• **QUOTED TEXT**:
[start]

I have a Dataframe with 2 Columns like that: [phrase] [category] So every phrase has a specific category. What Im trying to do is to iterate through the Dataframe and count all words for a specific category. So for Example lets say the category is news. I want find all the Phrases with the category news and count the words which are used in total.
I hope somebody can help me. Im using Python and Pandas.
Thanks
CodePudding user response:
you could do:
import pandas as pd
df = pd.DataFrame({
"Phrases":["Hello, how are you!","I am Good!","Do you want to come over?"],
"Category":["Question","Answer","Question"]
})
l = {}
for phrase,category in zip(df["Phrases"],df["Category"]):
try:
l[category].append(phrase)
except:
l[category] = [phrase]
print(l)
out:
{'Question': ['Hello, how are you!', 'Do you want to come over?'], 'Answer': ['I am Good!']}
CodePudding user response:
I believe you can just use the groupby function. For instance:
out = df.groupby('category').count()
As an example:
import pandas as pd
df = pd.DataFrame({'phrase': ["basketball", "football", "tennis", "bread", "honey", "nbc", "cnn", "fox", "bloomberg"],
'category': ["sports", "sports", "sports", "food", "food", "news", "news", "news", "news"]})
out = df.groupby('category').count()
print(out)
Output:
phrase
category
food 2
news 4
sports 3

[end]

• **WORK TO DO**: Translate this sentence from the Pandas thread above into Spanish: "So every phrase has a specific category."

• **MATERIAL SHOWN**:
[start]

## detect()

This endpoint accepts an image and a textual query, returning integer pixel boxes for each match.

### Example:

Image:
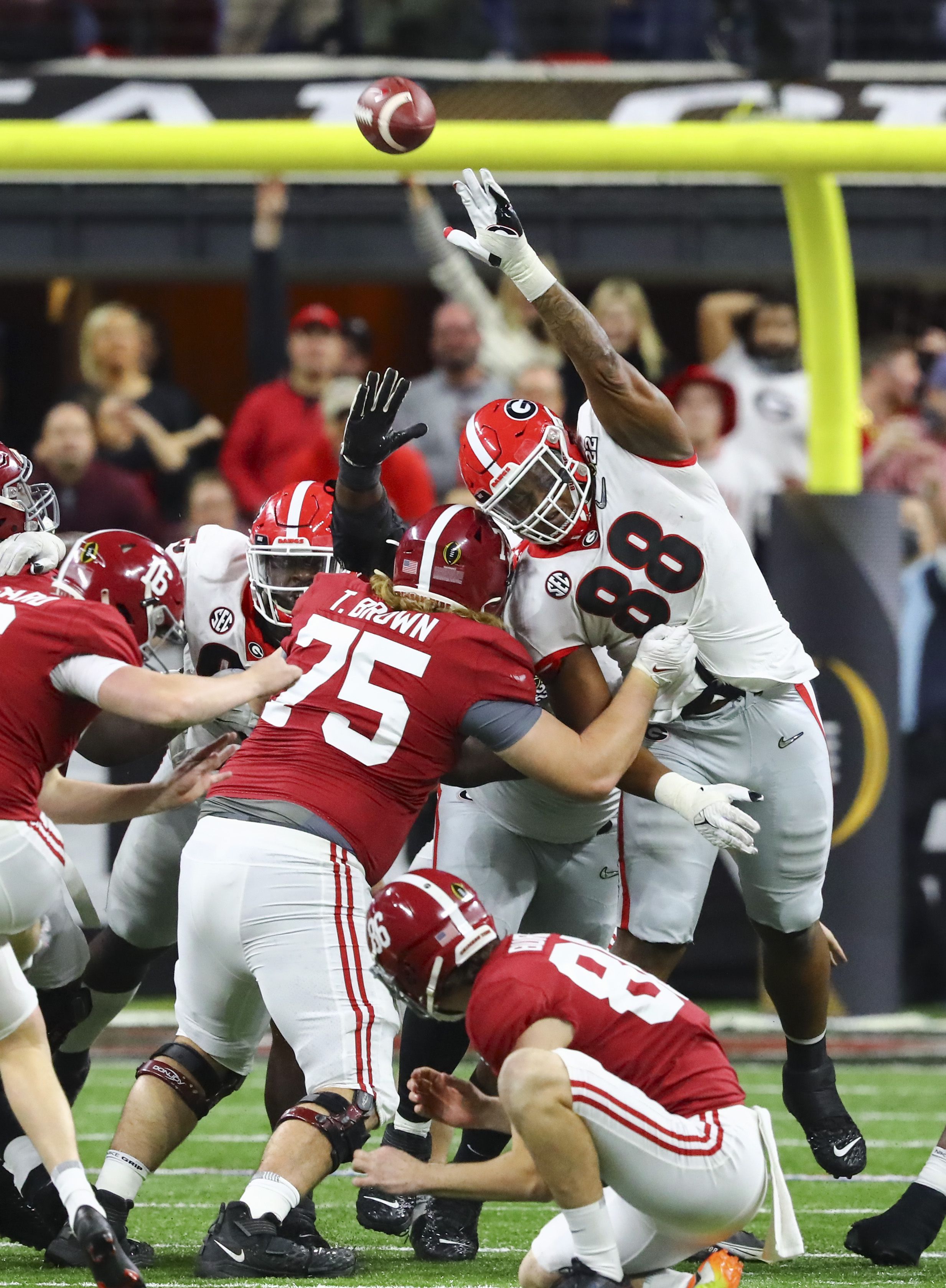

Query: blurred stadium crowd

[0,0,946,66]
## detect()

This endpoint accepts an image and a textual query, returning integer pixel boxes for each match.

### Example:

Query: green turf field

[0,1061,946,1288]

[end]

• **SOLUTION FOR THIS TASK**: Así que cada frase tiene una categoría específica.